Cruz, a graduate of Harvard Law School, is a former Solicitor General for the State of Texas.

Up until December 8, Donald Trump's campaign team and his various allies had lost more than 50 election-related lawsuits.

On Tuesday too, Texas Republican Attorney General Ken Paxton filed a complaint that asked the Supreme Court to overturn the vote in Pennsylvania, Michigan, Wisconsin and Georgia on the grounds that their flawed elections had violated the rights of Texans.

"Using the COVID-19 pandemic as a justification, government officials in the defendant states of Georgia, Michigan, and Wisconsin, and the Commonwealth of Pennsylvania usurped their legislatures' authority and unconstitutionally revised their state's election statutes," the complaint stated. "They accomplished these statutory revisions through executive fiat or friendly lawsuits, thereby weakening ballot integrity. Finally, these same government officials flooded the ... states with millions of ballots."

Entries provided:
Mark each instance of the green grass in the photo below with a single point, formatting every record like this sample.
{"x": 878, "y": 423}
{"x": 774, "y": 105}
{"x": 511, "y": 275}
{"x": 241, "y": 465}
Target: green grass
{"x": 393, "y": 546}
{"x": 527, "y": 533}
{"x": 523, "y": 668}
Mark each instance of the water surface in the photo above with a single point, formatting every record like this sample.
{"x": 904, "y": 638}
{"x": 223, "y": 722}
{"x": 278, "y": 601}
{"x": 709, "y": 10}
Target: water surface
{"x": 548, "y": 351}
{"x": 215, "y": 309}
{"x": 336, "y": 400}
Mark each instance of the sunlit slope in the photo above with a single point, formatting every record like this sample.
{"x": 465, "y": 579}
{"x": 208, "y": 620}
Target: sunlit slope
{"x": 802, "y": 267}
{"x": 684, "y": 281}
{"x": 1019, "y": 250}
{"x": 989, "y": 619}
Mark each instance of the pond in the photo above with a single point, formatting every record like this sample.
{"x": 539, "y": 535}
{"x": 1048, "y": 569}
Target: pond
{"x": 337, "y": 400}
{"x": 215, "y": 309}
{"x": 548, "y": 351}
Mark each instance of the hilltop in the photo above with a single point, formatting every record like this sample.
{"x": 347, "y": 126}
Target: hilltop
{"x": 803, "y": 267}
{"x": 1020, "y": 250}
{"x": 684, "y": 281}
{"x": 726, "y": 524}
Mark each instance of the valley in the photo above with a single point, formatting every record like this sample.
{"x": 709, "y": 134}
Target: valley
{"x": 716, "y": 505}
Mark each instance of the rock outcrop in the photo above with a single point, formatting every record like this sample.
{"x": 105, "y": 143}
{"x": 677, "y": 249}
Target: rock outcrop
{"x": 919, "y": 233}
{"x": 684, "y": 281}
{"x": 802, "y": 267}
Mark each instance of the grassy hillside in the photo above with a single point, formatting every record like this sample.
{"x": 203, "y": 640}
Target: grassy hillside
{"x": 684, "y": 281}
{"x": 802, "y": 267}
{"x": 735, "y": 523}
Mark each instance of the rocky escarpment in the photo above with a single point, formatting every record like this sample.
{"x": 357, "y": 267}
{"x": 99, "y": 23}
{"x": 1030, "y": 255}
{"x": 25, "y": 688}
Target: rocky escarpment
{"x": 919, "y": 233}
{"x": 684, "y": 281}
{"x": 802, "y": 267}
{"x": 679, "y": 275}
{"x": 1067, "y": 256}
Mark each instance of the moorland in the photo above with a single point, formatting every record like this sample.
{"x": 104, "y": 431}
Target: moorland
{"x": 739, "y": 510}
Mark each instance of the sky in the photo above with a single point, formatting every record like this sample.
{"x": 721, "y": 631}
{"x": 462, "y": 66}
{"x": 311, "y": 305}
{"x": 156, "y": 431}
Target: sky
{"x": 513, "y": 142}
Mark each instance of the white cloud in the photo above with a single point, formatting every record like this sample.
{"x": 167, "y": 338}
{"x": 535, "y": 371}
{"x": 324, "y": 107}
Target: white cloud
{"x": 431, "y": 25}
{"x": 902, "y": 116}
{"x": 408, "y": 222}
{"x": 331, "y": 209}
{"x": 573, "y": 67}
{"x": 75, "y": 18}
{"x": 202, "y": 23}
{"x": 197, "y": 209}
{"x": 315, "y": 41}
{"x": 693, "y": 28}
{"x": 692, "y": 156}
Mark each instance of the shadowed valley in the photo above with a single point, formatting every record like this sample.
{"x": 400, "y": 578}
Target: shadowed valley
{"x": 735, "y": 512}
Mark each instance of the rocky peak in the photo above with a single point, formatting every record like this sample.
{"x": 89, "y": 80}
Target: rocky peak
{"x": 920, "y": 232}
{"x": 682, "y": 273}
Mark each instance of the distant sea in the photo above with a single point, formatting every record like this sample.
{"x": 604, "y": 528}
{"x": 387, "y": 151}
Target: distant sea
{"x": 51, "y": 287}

Exercise requirements:
• A. In the news excerpt about the election lawsuits, in which states did Ken Paxton's complaint ask the Supreme Court to overturn the vote?
• B. Carry on the news excerpt about the election lawsuits from the point where it stops.
The entries are separate from the news excerpt and have no connection to it.

Answers for the exercise:
• A. Pennsylvania, Michigan, Wisconsin and Georgia.

• B.
The complaint asked the Supreme Court to extend the deadline for the electoral college's meeting, set by law for December 14. A letter signed by 126 members of Congress supported the filing.

President Trump called it "the Big One." He again tweeted: "... It is much easier for the Supreme Court of the United States to follow the Constitution and do what everybody knows has to be done. They must show great Courage & Wisdom. Save the USA!!!"

In Pennsylvania and Wisconsin and Georgia, the Attorneys General issued statements denouncing the Texas filing, the Democrats calling the filing an attempt to "mislead the public and tear at the fabric of our Constitution." The Republican Attorney General for Georgia called the filing "constitutionally, legally and factually wrong."

Three days later, the Supreme Court again perfunctorily dismissed the Texas lawsuit. One state could not object to how another state conducted its elections.

The unsigned order said. "The State of Texas's motion for leave to fill a bill of complaint is denied for lack of standing under Article III of the Constitution."

President Trump tweeted: "It is a legal disgrace, an embarrassment to the USA!!!"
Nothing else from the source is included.